• Set task: Please count the lines in the data below that contain the word "oven", and give only that number.

• Dataset content:
Begin

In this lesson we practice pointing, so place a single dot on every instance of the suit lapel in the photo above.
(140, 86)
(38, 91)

End
Begin

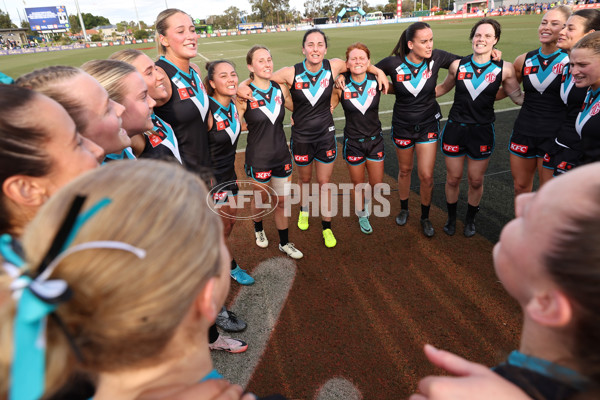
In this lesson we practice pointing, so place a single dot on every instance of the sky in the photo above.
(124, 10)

End
Begin

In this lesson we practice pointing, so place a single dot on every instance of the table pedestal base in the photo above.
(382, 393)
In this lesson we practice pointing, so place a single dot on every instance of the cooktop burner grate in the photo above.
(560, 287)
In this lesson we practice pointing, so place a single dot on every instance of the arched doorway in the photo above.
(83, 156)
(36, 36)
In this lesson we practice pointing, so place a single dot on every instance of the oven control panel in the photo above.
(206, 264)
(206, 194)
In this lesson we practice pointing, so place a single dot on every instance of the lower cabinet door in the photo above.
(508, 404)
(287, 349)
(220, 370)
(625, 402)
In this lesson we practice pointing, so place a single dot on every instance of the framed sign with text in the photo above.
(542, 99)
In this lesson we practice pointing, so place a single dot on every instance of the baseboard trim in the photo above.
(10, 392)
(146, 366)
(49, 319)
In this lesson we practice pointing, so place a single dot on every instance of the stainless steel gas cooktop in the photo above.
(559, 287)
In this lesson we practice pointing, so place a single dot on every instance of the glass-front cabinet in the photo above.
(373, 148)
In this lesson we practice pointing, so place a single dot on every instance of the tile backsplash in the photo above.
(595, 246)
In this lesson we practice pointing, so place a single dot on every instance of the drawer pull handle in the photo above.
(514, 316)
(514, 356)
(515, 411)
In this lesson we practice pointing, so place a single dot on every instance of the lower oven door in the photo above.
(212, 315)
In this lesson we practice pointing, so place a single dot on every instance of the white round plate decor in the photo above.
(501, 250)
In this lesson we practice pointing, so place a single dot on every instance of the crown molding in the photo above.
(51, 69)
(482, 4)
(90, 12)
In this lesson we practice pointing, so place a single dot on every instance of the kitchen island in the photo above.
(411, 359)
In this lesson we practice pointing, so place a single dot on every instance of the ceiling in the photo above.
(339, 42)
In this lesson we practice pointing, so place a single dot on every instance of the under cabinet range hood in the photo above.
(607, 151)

End

• Problem solution: 2